◆ EXCERPT TO READ
start

- Origin: Busan, South Korea
- Genres: Indie rock, indie folk
- Years active: 2017–2025
- Members: Seulhan Goo; Minji Kim; Sangwon Lee; Woongyu choi;
- Past members: Juri Jung; Yanggang Lee;

= Bosudong Cooler =

South Korean indie rock band

Bosudong Cooler is an indie rock/folk rock band based in Busan, South Korea. Its members are Minji Kim (guitar, vocals), Seulhan Goo (guitar, backing vocals), Sangwon Lee (bass), and Woongyu choi (drums).

The group formed in 2017 and has released one full-length album, Sand (2021), three singles—"Kill Me" (2018), "Cotton" (2018), and "We Live in the Jurassic Park" (2020)—and one extended plays, Yeah, I Don't Want It (2019).

Sand was nominated for Best Modern Rock Album at the 2021 Korean Music Awards. The band released a collaboration EP Love Sand (2022) with their fellow band Hathaw9y.

==Band members==
Current members
- Minji Kim – vocals, guitar (2020–present)
- Seulhan Goo – guitar, backing vocals (2017–present)
- Sangwon Lee – bass guitar (2019–present)
- Woongyu Choi – drums (2017–present)

end

◆ RECORDED DATA
start

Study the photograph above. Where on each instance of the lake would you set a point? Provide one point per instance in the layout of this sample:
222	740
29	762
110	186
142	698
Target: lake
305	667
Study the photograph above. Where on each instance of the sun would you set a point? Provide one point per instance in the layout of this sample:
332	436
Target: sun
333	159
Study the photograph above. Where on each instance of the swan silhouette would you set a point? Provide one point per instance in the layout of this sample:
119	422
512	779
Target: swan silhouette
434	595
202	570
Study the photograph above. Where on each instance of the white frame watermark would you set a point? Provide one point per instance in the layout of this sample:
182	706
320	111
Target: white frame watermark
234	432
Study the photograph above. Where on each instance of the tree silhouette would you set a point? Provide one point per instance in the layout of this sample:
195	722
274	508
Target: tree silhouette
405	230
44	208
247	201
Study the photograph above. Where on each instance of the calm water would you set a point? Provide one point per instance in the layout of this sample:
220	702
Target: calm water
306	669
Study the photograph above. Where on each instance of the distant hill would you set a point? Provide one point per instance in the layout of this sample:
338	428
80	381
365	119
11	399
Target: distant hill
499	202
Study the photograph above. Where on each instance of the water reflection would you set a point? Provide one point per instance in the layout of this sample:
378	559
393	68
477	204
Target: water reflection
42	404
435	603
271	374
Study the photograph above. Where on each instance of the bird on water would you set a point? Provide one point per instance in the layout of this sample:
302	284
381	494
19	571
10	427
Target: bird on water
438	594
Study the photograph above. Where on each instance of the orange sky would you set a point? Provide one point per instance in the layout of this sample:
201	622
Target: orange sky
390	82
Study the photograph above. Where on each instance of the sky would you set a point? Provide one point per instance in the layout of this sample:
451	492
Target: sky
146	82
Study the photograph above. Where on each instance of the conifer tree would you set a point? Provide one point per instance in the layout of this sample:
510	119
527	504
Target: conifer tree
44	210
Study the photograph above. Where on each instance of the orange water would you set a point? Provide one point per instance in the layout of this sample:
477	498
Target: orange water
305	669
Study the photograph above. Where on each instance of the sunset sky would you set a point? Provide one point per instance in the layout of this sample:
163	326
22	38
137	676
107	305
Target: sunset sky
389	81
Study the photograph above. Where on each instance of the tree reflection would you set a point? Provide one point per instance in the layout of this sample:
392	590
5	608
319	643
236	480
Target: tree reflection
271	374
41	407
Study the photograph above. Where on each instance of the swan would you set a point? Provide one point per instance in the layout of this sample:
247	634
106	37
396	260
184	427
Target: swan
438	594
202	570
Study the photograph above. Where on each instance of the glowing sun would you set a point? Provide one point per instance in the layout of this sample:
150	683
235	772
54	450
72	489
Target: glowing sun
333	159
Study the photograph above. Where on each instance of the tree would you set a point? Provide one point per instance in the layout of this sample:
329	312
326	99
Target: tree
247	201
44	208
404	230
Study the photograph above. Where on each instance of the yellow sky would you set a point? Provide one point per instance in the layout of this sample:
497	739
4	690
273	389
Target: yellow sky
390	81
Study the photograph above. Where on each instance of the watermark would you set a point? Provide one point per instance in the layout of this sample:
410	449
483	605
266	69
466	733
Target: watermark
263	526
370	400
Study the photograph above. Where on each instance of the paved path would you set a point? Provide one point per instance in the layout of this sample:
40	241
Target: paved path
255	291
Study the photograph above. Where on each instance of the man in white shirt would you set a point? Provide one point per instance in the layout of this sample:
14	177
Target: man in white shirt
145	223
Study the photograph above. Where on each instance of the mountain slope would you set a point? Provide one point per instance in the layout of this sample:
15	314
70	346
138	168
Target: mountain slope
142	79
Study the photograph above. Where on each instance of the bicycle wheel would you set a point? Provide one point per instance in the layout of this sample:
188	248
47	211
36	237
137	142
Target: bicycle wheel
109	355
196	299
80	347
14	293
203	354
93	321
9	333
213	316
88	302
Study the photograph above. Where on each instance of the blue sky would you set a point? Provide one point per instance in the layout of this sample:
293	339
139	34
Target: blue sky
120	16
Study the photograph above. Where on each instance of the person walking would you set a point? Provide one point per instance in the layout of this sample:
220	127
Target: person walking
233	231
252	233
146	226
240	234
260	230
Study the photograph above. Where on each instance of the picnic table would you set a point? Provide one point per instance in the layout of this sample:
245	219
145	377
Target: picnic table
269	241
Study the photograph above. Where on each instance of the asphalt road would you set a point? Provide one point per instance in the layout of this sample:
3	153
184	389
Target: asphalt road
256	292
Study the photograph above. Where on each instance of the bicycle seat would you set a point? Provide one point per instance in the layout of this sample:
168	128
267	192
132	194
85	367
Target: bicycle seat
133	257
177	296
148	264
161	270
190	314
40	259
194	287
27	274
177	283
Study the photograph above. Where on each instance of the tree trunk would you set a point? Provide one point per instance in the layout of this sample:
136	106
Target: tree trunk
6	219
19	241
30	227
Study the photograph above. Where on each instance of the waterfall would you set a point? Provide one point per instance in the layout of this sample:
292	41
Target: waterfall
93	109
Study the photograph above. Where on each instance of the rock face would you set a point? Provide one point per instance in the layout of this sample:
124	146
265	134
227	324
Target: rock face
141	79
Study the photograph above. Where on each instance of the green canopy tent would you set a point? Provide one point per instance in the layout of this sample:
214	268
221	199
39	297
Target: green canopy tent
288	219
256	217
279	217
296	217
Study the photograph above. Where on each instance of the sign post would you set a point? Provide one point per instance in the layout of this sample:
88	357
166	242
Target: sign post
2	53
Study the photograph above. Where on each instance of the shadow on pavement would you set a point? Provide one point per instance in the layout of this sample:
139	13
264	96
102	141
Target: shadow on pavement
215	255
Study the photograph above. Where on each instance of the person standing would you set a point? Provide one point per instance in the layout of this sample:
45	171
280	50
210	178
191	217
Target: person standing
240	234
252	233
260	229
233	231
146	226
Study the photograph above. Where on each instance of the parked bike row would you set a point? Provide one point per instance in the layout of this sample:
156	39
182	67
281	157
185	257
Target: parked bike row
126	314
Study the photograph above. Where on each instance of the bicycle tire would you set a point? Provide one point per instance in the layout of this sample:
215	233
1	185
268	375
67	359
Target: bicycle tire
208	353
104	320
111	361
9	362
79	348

end

◆ COMPLETE THE FOLLOWING
a) Please rewrite the paragraph of the Bosudong Cooler profile that begins "Sand was nominated" as a brief list that keeps its main facts.
b) Find every line in the records that contains the word "trunk", and copy each of those lines.

◆ TASK RESPONSES
a)
- Sand: nominated for Best Modern Rock Album at the 2021 Korean Music Awards
- Love Sand (2022): a collaboration EP with fellow band Hathaw9y

b)
Study the photograph above. Where on each instance of the tree trunk would you set a point? Provide one point per instance in the layout of this sample:
Target: tree trunk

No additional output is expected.